---- INPUT DATA

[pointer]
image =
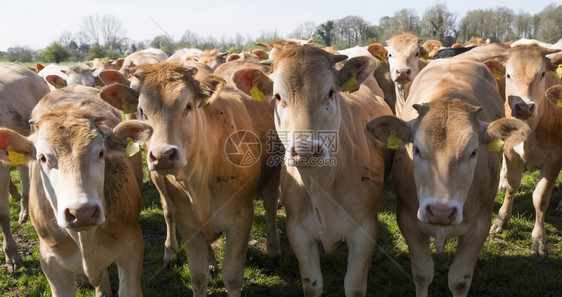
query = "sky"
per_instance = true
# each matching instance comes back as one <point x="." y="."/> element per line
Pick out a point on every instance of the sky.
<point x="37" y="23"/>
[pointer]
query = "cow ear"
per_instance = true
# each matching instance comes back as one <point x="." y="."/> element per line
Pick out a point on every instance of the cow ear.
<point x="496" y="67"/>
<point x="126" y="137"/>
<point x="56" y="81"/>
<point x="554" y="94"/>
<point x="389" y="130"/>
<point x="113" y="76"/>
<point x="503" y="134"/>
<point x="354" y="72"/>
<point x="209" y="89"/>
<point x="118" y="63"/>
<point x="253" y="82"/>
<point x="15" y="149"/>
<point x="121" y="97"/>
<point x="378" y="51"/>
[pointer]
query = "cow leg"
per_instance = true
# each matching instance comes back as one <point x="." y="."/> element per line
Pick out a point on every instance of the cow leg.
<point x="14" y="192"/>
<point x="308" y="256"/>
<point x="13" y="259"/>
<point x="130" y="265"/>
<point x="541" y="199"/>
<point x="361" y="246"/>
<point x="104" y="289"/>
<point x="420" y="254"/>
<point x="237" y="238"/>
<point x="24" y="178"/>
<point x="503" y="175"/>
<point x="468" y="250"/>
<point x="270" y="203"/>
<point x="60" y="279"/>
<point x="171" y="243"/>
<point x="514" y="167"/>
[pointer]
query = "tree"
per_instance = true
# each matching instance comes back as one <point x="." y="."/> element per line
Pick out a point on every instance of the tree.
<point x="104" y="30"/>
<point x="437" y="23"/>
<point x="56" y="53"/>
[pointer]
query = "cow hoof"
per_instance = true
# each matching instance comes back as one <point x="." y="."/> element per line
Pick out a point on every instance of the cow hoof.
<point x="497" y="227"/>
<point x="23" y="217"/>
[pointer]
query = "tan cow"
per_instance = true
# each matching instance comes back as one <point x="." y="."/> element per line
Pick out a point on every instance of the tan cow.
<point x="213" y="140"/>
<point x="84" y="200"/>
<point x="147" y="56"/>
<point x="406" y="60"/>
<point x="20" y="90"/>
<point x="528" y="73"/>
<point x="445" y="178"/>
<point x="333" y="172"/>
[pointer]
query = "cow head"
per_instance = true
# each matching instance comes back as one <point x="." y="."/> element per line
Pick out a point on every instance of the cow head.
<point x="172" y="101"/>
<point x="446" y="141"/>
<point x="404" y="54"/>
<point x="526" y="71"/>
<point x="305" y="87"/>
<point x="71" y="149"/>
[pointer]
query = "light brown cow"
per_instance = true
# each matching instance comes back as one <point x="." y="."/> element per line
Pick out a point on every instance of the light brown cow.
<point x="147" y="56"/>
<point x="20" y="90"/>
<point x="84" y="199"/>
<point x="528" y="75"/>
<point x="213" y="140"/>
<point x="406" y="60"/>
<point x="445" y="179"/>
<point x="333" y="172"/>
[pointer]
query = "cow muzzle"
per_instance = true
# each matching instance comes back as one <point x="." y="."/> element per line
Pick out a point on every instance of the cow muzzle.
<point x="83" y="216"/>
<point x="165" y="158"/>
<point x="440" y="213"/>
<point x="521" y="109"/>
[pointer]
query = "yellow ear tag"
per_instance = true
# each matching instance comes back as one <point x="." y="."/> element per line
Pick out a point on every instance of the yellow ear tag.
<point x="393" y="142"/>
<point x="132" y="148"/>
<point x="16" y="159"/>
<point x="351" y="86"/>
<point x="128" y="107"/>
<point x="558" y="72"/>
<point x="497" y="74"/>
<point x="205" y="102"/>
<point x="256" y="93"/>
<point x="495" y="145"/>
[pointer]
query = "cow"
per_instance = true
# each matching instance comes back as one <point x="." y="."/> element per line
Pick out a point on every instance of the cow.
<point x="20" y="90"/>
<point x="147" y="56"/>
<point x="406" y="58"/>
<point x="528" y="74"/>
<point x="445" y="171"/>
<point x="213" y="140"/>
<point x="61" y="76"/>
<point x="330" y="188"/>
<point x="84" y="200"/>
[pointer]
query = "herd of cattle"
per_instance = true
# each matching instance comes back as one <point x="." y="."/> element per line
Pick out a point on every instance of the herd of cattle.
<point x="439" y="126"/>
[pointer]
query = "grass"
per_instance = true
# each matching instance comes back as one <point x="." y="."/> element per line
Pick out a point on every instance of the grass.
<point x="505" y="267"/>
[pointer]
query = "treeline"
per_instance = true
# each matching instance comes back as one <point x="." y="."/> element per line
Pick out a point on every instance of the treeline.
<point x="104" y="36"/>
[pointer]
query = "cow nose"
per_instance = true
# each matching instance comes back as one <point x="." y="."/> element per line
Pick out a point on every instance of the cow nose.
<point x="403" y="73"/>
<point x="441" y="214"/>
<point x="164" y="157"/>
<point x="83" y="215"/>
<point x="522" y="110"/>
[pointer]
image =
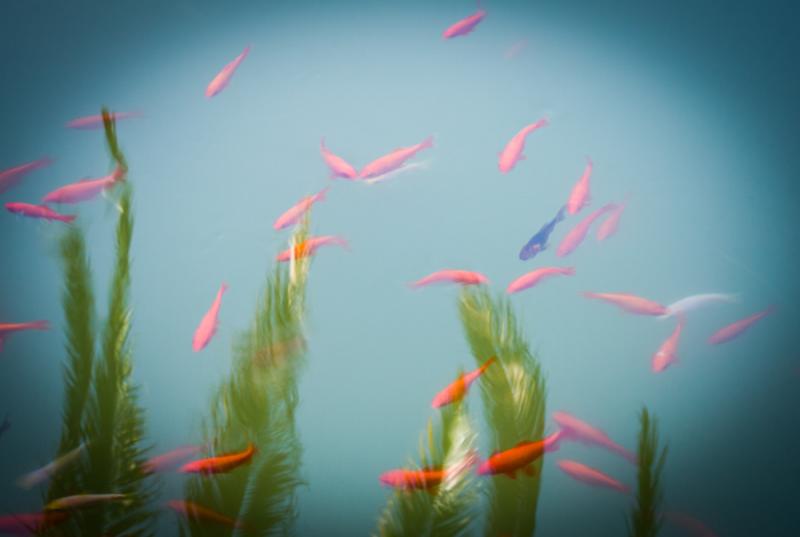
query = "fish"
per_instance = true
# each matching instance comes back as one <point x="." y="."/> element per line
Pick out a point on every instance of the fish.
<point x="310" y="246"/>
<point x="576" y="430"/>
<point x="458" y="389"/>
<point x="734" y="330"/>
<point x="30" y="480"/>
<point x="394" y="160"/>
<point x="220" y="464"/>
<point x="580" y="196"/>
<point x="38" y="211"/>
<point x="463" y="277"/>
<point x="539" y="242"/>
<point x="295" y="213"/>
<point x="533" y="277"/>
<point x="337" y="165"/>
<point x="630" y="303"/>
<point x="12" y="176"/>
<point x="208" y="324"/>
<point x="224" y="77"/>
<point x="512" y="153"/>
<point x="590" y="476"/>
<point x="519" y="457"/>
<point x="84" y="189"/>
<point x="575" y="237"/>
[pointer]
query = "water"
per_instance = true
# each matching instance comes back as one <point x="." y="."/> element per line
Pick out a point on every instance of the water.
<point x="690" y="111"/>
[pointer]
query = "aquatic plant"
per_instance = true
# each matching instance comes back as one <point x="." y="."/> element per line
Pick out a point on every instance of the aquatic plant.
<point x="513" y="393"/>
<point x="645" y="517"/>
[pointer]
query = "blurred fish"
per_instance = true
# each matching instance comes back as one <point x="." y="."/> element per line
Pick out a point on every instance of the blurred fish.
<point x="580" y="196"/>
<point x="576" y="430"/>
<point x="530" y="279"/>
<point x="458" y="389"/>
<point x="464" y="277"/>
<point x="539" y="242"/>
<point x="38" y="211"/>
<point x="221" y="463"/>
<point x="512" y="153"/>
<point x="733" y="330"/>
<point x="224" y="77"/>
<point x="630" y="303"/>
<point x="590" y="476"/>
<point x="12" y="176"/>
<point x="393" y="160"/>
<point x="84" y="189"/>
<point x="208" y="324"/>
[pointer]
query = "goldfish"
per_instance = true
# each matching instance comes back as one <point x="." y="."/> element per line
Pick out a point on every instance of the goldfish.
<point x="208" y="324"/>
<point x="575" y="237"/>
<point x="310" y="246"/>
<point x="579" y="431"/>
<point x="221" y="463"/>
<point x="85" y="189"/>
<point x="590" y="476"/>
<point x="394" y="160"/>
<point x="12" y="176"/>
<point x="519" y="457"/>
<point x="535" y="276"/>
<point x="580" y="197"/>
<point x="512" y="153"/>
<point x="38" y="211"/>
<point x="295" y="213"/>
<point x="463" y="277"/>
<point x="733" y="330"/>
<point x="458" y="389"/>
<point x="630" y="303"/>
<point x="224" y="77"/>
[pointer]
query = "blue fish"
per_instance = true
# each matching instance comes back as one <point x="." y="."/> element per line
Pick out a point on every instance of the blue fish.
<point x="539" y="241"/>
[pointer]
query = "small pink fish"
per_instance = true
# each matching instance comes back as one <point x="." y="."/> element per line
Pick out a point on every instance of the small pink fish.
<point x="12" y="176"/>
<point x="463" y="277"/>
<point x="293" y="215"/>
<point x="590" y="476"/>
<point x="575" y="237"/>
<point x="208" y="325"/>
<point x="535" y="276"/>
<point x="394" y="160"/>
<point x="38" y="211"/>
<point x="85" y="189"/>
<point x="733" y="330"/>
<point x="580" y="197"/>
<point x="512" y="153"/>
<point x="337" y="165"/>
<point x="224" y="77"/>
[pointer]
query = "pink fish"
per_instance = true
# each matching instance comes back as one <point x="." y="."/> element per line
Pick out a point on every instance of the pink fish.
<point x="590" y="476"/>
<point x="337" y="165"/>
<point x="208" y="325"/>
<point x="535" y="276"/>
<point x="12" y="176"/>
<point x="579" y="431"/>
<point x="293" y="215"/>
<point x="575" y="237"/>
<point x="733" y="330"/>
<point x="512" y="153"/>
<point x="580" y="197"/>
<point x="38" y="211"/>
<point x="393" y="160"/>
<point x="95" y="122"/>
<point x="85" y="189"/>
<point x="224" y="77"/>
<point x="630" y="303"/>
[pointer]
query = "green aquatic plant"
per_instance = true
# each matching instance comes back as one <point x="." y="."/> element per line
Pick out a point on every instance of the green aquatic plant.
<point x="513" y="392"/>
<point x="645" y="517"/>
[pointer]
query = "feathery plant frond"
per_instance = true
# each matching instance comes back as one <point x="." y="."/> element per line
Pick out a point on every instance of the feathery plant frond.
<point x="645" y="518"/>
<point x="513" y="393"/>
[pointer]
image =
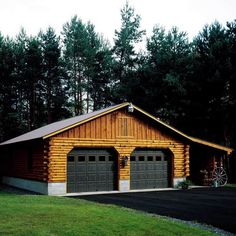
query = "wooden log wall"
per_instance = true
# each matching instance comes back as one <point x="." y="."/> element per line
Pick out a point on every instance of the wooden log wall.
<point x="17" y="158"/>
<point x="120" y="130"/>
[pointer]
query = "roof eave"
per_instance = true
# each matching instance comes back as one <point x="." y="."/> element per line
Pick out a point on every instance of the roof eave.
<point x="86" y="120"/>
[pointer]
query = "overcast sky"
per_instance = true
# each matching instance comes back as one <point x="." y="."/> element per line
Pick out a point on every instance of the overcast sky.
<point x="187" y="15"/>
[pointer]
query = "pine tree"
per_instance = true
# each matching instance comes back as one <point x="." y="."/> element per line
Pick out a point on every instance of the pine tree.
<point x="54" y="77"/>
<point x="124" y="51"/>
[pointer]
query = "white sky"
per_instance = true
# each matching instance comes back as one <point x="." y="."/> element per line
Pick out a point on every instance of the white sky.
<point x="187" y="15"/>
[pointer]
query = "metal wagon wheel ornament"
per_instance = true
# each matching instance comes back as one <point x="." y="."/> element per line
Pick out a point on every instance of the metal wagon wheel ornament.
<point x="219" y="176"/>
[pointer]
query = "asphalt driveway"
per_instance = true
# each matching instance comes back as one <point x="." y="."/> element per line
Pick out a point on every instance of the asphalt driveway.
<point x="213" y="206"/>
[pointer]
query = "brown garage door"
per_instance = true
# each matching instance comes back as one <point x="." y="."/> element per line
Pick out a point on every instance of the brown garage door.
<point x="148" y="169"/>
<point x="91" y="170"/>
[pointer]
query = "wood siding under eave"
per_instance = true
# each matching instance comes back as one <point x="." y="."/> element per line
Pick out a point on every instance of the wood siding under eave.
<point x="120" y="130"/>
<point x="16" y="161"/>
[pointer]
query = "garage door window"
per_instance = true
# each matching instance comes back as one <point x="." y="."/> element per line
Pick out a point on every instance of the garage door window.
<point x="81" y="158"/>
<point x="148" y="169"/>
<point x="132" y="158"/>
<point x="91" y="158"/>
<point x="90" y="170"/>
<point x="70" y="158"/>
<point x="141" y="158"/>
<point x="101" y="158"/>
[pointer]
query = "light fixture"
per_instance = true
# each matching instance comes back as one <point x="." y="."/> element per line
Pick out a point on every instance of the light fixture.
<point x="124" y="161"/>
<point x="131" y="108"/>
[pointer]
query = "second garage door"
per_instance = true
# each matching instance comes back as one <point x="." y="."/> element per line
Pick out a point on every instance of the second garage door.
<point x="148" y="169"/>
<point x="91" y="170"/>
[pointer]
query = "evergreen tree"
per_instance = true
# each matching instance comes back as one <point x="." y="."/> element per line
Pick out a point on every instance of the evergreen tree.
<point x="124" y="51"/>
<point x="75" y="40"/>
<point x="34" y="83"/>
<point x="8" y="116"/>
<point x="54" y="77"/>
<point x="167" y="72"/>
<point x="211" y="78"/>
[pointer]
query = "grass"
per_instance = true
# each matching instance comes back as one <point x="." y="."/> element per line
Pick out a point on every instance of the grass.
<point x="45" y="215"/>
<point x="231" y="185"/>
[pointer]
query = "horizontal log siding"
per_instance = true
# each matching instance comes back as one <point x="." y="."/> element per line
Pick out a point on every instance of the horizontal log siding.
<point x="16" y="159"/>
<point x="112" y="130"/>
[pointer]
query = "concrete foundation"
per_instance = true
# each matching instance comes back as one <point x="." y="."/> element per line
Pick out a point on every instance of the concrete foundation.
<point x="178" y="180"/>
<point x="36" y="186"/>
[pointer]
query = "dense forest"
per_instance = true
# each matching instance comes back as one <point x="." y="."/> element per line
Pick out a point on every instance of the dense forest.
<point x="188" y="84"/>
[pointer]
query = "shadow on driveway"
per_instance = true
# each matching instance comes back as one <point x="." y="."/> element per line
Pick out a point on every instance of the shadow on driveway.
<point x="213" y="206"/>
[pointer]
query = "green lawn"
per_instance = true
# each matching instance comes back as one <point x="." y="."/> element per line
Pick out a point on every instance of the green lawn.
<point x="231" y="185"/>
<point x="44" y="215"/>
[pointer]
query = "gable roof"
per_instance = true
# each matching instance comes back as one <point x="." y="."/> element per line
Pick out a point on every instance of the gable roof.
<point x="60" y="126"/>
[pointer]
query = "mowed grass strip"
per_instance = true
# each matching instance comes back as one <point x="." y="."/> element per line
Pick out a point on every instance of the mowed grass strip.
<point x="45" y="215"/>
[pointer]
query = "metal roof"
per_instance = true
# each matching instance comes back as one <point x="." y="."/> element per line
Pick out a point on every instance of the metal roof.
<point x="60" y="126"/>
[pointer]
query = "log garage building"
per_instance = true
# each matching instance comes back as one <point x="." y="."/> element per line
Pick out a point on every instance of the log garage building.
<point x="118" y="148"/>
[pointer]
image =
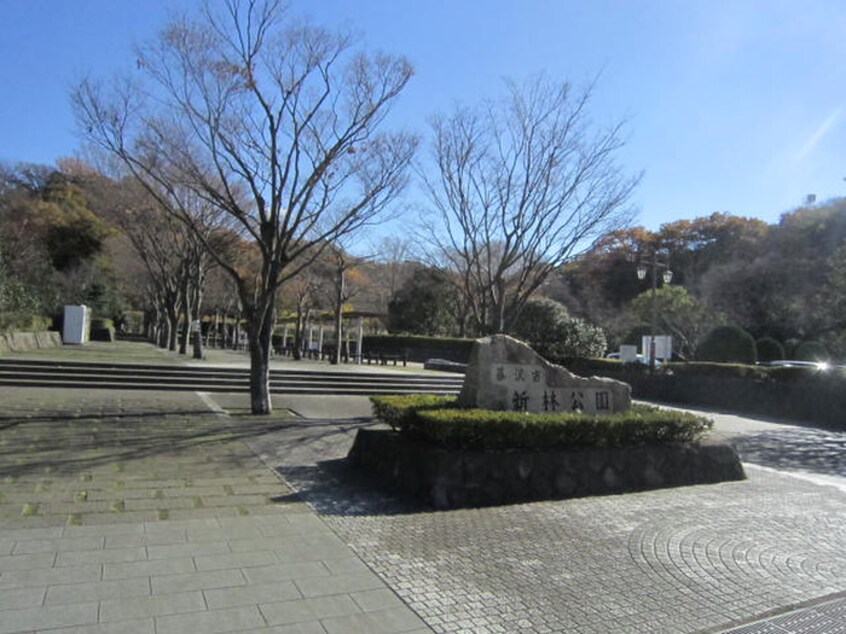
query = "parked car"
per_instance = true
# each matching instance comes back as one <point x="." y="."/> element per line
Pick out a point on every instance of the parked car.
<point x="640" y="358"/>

--------

## GIVEN REQUEST:
Please return every line of the data above that contains the word "eave".

## ANSWER BELOW:
query = "roof eave"
Pick out a point on every instance of the roof eave.
query = "wood siding under eave"
Pick out a point on every instance of the wood siding under eave.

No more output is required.